[WHAT YOU SHOULD DO] Reproduce all the entries exactly.

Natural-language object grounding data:
:::::
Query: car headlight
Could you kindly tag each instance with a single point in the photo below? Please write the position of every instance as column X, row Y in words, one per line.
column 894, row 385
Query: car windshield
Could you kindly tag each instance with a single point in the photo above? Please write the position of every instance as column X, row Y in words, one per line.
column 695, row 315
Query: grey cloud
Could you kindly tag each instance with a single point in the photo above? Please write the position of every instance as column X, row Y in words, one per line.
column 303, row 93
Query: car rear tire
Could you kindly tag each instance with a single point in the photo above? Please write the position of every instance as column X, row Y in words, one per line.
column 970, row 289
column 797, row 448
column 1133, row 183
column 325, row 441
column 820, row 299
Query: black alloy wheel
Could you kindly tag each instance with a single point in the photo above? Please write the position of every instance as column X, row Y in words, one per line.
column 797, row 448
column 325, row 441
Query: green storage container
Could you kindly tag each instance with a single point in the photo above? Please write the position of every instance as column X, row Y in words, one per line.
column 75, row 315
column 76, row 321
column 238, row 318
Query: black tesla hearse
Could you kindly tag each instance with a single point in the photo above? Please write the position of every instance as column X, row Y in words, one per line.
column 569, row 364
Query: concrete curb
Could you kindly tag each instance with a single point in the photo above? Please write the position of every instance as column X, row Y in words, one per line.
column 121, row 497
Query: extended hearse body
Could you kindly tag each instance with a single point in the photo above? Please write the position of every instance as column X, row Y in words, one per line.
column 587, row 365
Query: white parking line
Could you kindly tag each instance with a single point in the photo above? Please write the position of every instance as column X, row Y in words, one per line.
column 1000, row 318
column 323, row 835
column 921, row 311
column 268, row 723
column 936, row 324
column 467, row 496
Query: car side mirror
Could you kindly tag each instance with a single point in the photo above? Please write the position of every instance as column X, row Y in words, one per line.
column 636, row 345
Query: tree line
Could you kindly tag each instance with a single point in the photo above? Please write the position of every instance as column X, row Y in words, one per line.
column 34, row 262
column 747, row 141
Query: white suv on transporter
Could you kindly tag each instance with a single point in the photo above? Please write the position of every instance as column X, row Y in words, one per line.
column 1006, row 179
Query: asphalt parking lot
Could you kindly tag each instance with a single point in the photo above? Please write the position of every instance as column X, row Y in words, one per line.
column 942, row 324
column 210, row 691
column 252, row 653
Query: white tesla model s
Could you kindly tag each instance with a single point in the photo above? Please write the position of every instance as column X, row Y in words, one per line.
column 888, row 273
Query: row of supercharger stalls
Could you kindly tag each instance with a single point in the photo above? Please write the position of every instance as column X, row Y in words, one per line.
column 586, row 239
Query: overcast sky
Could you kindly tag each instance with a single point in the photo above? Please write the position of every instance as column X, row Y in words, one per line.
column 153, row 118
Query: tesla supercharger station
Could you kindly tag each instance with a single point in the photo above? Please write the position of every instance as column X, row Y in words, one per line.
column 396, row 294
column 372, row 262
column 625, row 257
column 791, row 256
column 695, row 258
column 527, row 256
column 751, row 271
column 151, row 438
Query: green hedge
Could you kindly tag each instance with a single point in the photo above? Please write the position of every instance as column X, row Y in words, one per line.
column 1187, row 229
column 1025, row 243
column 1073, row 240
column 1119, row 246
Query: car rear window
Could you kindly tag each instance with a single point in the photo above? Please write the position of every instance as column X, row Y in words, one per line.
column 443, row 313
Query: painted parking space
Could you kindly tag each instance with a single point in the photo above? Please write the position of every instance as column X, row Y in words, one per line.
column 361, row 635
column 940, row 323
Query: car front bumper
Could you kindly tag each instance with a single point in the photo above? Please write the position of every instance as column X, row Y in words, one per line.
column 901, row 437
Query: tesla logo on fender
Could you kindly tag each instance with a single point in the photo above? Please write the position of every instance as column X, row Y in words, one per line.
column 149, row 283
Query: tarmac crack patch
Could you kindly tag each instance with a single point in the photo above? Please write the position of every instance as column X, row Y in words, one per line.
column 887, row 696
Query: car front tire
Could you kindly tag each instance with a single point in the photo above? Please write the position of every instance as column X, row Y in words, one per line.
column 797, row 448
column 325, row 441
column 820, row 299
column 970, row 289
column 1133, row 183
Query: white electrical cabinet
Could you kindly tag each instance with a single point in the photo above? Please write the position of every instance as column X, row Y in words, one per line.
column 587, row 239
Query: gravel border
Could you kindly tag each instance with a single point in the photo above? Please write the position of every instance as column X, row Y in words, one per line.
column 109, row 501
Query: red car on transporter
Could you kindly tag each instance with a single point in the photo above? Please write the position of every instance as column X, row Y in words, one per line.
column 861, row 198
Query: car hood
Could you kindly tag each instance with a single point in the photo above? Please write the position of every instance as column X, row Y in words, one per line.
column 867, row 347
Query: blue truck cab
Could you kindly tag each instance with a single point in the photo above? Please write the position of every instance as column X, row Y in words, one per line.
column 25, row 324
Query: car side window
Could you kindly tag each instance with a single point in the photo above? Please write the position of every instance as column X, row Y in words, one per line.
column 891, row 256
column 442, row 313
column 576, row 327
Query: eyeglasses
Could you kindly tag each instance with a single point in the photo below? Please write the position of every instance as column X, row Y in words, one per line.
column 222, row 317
:::::
[RESULT OF THIS TASK]
Query: car headlight
Could you kindly tag each instance with a single point in the photo below? Please write the position of every instance as column X, row Y in words, one per line.
column 894, row 385
Query: car windshield
Could you kindly tag each instance with a single point in the photo above? Please write the position of every instance as column X, row Y in words, one per line.
column 695, row 315
Query: grey cloud
Could you kindly tag each instance with a single point in the photo above? Please write the position of every instance as column X, row Y in words, one per line.
column 303, row 93
Query: car rear tire
Could you kindly tag each instance with a single point in the photo above? Please write the position of every instance as column X, row Y in words, one per line.
column 970, row 289
column 797, row 448
column 1133, row 183
column 325, row 441
column 820, row 299
Query: black alloy wheel
Could you kindly tag each instance with a single point in the photo above? Please write the position of every instance as column X, row Y in words, one per line.
column 797, row 448
column 325, row 441
Query: green storage container
Could you kindly tag each instance with a single point in the photo above? Please write the position of every instance as column X, row Y in words, one per line.
column 75, row 315
column 76, row 321
column 238, row 318
Query: black tesla hearse
Could you kindly tag each instance with a single point in the photo above? Please write the position of every instance as column X, row Y in words, one per line.
column 569, row 364
Query: concrete curb
Could you kindly tag each instance with a single point in the photo above? Please write the position of every instance as column X, row Y in words, one per line.
column 121, row 497
Query: extended hearse body
Could you kindly tag each instance with a single point in the photo above? Please write the position of every instance as column X, row Y in words, one per line.
column 587, row 365
Query: white parking line
Could you kindly tag each instance with a single point in the photo above? Please write the position of every instance as column X, row Y in words, one per line.
column 1000, row 318
column 323, row 835
column 921, row 311
column 268, row 723
column 936, row 324
column 467, row 496
Query: car side mirror
Could you kindly tag each instance with a single point in the photo above? Please write the position of every instance as column X, row Y in words, one per line.
column 636, row 345
Query: tree line
Could you kindly tag each instance with a single point in the photo above? Please write the position of every instance as column X, row Y in words, one per line.
column 34, row 262
column 747, row 141
Query: white suv on transporter
Could you kindly tag each instance with a single point in the photo above? Please write the position of every instance as column X, row Y in words, one per line.
column 1006, row 179
Query: asphalt parking lot
Could you kindly tag each instance with a single point in the photo above? Please write the position of every instance as column X, row Y in words, one per line.
column 942, row 324
column 210, row 691
column 252, row 653
Query: white tesla model s
Could you kindly tag each instance with a single point in the photo above? Please write the position of every instance as column X, row Y in words, one per line.
column 888, row 273
Query: row of supercharger stalls
Could you kindly tag each instance with a single point in the photo above? Please write the position of every instance as column X, row Y in words, one per line.
column 586, row 239
Query: overcast sky
Could you kindly tag each instance with a single point in the photo above? Please write the position of every instance as column X, row Y in words, one per line.
column 153, row 118
Query: tesla supercharger station
Could you kindly tag each instance with a single point in the photo above? Please write the position of every instance as column X, row Y in words, one per line.
column 396, row 294
column 372, row 262
column 625, row 257
column 791, row 256
column 695, row 258
column 527, row 256
column 751, row 271
column 151, row 438
Query: green hedge
Could you kindly tag each instance with a single point in the photo above? Please write the position of every instance as column X, row Y in words, one per line.
column 1187, row 229
column 1025, row 243
column 1073, row 240
column 1119, row 246
Query: car rear window
Could you kindly tag each instance with a single point in the photo above? Please write the position of every instance as column X, row Y in words, one per line.
column 443, row 313
Query: painted parking space
Could you kindly tag each instance with a single point in the photo above? Please write the position of every instance as column X, row Y in words, one per line.
column 361, row 635
column 940, row 323
Query: car front bumper
Could you kindly tag each instance with a single point in the photo above? Please write the position of every instance as column X, row Y in words, one per line.
column 901, row 437
Query: tesla logo on fender
Could you kindly tag each instance with a single point in the photo above? Please write the position of every instance as column X, row Y in words, one per line.
column 149, row 283
Query: tarmac crack patch
Could you kindly tag each instance with a single point in the photo above? Please write the position of every instance as column X, row Y in words, one per line.
column 887, row 696
Query: car front tire
Could you kindly tag each instance with a single point in the photo above? Please write the position of every instance as column X, row Y in words, one per line.
column 797, row 448
column 325, row 441
column 820, row 299
column 970, row 289
column 1133, row 183
Query: white electrical cabinet
Could you kindly tag each instance with a single point in the photo above? Please write the position of every instance as column X, row Y in words, one per line.
column 587, row 239
Query: gravel border
Could you kindly tag each instance with a single point in the photo above? Please write the position of every instance as column X, row Y in words, one per line.
column 109, row 501
Query: red car on transporter
Could you kindly tag each instance with a single point in the photo above? Please write the position of every instance as column X, row Y in words, one per line.
column 861, row 198
Query: car hood
Could you kindly tag each instance with a single point in the photo above? Please write the position of every instance as column X, row Y in words, one per line.
column 867, row 347
Query: blue truck cab
Could you kindly tag each instance with a single point in the photo above? Please write the position of every instance as column X, row Y in words, one per line.
column 25, row 324
Query: car side window
Could you kindly tag each instance with a single point in the photo above? Please write the position of every instance as column X, row Y in words, one per line.
column 891, row 256
column 442, row 313
column 576, row 327
Query: eyeglasses
Could you kindly tag each instance with a single point in the photo below? Please write the position of every instance as column X, row Y in words, one per line.
column 222, row 317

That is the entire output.